The data follows this line. Copy verbatim the line with "the yellow patch" and each line after it to the end.

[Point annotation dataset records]
-----
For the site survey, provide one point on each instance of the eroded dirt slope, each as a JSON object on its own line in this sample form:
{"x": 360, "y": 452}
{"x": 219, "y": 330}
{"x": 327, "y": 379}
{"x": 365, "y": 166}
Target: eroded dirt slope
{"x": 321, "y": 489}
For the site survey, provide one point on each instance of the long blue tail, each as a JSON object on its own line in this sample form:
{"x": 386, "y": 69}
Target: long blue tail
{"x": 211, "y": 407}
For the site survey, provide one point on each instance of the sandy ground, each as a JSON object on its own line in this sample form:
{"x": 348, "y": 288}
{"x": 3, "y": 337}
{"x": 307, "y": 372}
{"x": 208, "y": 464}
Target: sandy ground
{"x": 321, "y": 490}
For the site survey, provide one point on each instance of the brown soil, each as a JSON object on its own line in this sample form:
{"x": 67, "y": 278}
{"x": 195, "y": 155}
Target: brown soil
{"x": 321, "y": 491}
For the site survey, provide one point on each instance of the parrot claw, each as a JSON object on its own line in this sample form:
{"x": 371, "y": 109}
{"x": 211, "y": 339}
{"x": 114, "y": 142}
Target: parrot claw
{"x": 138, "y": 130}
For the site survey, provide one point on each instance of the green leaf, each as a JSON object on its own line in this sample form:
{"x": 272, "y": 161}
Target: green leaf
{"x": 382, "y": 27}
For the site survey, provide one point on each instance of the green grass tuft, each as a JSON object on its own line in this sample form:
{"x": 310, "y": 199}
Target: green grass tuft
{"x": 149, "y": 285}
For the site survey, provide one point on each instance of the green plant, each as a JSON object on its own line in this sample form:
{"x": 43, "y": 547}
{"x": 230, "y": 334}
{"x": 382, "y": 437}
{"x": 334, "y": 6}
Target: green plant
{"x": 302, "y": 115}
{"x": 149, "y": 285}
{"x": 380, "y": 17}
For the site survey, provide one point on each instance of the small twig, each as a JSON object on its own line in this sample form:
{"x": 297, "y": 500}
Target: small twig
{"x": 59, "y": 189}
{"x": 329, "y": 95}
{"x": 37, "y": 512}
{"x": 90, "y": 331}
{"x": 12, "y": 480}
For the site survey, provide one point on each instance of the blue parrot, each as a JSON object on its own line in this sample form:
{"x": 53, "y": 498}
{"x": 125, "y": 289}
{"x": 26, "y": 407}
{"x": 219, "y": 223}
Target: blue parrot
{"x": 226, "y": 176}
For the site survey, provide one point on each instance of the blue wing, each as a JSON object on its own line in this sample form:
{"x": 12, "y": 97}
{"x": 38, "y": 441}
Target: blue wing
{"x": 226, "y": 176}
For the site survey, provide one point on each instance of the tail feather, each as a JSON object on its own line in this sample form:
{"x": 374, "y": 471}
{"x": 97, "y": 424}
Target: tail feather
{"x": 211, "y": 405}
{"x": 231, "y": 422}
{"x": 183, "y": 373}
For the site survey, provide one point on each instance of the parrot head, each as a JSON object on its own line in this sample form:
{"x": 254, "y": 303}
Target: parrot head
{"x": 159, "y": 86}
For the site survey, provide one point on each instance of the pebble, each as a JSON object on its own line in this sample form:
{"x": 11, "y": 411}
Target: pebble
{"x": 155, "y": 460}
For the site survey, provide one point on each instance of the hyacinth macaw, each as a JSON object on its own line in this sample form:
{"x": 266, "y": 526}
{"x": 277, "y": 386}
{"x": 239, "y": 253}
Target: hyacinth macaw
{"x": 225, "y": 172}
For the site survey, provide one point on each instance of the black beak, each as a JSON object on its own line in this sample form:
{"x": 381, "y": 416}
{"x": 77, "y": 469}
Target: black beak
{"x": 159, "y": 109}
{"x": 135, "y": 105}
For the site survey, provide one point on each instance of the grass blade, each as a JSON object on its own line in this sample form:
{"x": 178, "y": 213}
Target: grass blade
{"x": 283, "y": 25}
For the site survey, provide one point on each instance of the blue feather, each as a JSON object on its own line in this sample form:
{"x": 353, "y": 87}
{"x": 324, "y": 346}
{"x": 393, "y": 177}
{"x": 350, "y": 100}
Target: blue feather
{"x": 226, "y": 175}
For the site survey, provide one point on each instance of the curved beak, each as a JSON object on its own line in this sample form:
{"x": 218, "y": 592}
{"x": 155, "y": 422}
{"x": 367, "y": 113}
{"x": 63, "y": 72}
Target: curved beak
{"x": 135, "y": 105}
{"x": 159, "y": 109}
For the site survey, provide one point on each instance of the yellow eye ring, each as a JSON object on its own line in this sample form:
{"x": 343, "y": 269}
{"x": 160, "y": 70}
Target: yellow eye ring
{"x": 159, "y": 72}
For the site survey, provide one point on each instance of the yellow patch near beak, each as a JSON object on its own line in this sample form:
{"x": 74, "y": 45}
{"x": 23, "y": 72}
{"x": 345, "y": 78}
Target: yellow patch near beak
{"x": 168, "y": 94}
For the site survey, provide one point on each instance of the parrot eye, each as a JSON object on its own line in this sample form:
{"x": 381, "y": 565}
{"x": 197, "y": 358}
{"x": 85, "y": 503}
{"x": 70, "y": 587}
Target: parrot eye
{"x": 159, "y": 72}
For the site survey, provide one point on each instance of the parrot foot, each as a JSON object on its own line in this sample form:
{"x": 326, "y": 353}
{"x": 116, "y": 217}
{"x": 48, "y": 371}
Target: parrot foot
-----
RESPONSE.
For the site survey, provide one point on each instance of the yellow patch near beak, each as a JSON object on its own line in this sample form:
{"x": 74, "y": 45}
{"x": 23, "y": 72}
{"x": 345, "y": 78}
Target: yellow patch near beak
{"x": 168, "y": 94}
For the site survey, provide one point on each instance of the parrot eye, each as a JSON object on its own line in this sample form:
{"x": 381, "y": 565}
{"x": 197, "y": 358}
{"x": 85, "y": 503}
{"x": 70, "y": 587}
Target: parrot eye
{"x": 159, "y": 72}
For the site survey, provide one point on each instance of the parrot foot, each as a JSON object on its own line in this sample form:
{"x": 326, "y": 353}
{"x": 116, "y": 217}
{"x": 48, "y": 371}
Target: parrot foot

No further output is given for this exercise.